++++ RECORDS TO PROCESS

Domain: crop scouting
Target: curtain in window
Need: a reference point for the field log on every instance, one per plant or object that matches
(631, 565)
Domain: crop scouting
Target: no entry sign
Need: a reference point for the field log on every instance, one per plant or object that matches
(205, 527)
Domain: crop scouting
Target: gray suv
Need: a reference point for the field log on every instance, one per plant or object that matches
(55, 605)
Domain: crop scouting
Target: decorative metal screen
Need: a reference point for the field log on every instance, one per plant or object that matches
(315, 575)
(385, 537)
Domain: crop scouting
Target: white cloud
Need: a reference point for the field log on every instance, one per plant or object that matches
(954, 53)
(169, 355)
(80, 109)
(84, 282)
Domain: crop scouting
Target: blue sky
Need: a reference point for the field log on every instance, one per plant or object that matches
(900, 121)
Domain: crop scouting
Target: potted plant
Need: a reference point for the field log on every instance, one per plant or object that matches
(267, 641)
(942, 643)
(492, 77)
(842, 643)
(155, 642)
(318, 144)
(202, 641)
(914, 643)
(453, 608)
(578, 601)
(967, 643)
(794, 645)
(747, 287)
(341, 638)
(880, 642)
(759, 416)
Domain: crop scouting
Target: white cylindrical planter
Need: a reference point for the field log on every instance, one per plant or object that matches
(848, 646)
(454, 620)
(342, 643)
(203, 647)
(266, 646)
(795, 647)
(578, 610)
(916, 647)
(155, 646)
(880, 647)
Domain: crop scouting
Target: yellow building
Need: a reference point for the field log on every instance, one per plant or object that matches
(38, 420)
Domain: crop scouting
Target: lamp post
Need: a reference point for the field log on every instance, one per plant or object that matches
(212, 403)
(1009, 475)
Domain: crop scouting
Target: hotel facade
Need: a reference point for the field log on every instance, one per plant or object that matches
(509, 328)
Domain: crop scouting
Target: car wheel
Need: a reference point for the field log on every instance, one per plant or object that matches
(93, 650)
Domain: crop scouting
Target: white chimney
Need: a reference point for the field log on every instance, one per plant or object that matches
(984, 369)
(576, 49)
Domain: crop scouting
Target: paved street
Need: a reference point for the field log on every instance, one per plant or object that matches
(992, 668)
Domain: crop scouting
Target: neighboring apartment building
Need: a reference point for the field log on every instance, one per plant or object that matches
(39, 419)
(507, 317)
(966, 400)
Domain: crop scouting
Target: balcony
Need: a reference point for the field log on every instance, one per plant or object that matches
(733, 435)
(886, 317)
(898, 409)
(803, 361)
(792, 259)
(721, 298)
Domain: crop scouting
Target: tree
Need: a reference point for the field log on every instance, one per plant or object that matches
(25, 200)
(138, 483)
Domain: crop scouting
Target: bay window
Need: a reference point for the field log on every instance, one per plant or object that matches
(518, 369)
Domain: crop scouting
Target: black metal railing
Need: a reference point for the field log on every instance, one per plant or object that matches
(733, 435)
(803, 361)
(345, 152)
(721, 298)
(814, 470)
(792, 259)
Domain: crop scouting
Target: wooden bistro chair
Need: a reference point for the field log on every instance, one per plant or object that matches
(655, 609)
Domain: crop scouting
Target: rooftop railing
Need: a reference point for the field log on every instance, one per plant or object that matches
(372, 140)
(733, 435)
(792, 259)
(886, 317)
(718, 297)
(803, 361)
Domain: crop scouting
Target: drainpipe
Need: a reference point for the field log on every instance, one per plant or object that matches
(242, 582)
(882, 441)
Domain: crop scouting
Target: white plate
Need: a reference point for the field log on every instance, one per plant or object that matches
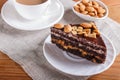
(80, 67)
(10, 16)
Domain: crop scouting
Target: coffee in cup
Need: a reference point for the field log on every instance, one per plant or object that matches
(31, 9)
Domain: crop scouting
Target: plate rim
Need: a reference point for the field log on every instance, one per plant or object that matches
(30, 29)
(83, 74)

++++++++

EXERCISE BRIEF — Repeat the records in full, exactly as they appear, without the pictures.

REPLY —
Domain: crop scouting
Target: curtain in window
Need: a reference point for the field log on every instance, one per plant or object that matches
(631, 565)
Domain: crop scouting
Target: no entry sign
Need: a reference point for the field log on every instance, one per plant or object that matches
(205, 527)
Domain: crop scouting
Target: gray suv
Need: a reference point for the field log on every instance, one per plant or object that matches
(55, 605)
Domain: crop scouting
Target: decorative metal screen
Need: a reference point for the field log on every instance, one per plant or object that matches
(315, 575)
(385, 537)
Domain: crop scouting
Target: white cloud
Need: a reference point for the field log on every instance, one per plant or object that matches
(954, 53)
(169, 355)
(80, 109)
(84, 282)
Domain: crop scouting
Target: blue sky
Need: a reference point for the field log on every instance, one per plant or object that matches
(900, 121)
Domain: crop scouting
Target: potted plant
Need: a reference point for the field log on every instance, one per plant or object that matches
(267, 641)
(942, 643)
(492, 77)
(842, 643)
(155, 642)
(318, 144)
(202, 641)
(914, 643)
(453, 608)
(578, 601)
(967, 643)
(794, 645)
(747, 287)
(341, 638)
(880, 642)
(759, 416)
Domain: crop scouting
Target: white cylindrical planter
Need: a reference point for the field log on every instance, one per plant or object that matches
(848, 646)
(454, 620)
(342, 643)
(203, 647)
(266, 646)
(795, 647)
(578, 610)
(916, 647)
(155, 646)
(880, 647)
Domain: crop scouting
Target: yellow building
Need: a reference point for the field log on every instance, one per plant or object that matches
(38, 420)
Domain: crop scouting
Target: lamp post
Need: a reference point for the field log on every instance, one per plant or object that matches
(212, 403)
(1009, 475)
Domain: crop scouting
Target: hotel facade
Need: a reference point for the field log on every instance, one per plant or object that matches
(509, 328)
Domain: crop scouting
Target: car wheel
Need: a reference point for the field log on every instance, one per plant or object that matches
(93, 650)
Domain: crop scouting
Target: white chimney
Need: a reference point for the field log on every instance, one per plant or object that matches
(984, 369)
(576, 49)
Domain: crop scouting
Target: paved street
Need: a reference point for the field log on every instance, one per plant or object that matches
(992, 668)
Domain: crop scouting
Target: neighboring apartment building
Need: a reference point for the field log on every instance, one per plant or object that matches
(39, 419)
(507, 317)
(966, 400)
Domain: crop scouting
Target: balcony
Need: a reference point for the field log on every instance, one per plant or object that matches
(733, 435)
(886, 317)
(898, 409)
(803, 361)
(792, 259)
(721, 298)
Domain: crop scouting
Target: tree
Need: a reference point for the field log on every instance, one per plant or object that matches
(25, 200)
(138, 483)
Domain: crop scouting
Target: bay window
Need: a reference point for the field log on every instance, one per plant or object that matches
(518, 369)
Domain: crop scouting
Target: black metal railing
Need: a reference point for the field log on every instance, one per plant or object that matches
(733, 435)
(803, 361)
(345, 152)
(721, 298)
(814, 470)
(792, 259)
Domain: crop scouting
Target: wooden bistro chair
Need: a reference point for the field log on every instance, one per plant or object that matches
(655, 609)
Domain: crop scouting
Target: rooftop railing
Need: a reference point for the field log on every instance, one per plant or object that matches
(372, 140)
(733, 435)
(792, 259)
(886, 317)
(718, 297)
(803, 361)
Domain: crop scouting
Target: drainpipe
Need: a reference point for the field log on every instance, one per plant or object that matches
(242, 582)
(882, 441)
Domain: crop scouting
Target: white plate
Need: a reference point for the field log on every instance, one per plant or object that matches
(80, 67)
(10, 16)
Domain: crop scouting
Target: coffee in cup
Need: a reference point for the field log on every instance, one per plant or object that matches
(31, 9)
Domain: crop scouting
Target: plate rim
Need: a reference point for the field log on every instance, one per plant or object that matches
(30, 29)
(83, 74)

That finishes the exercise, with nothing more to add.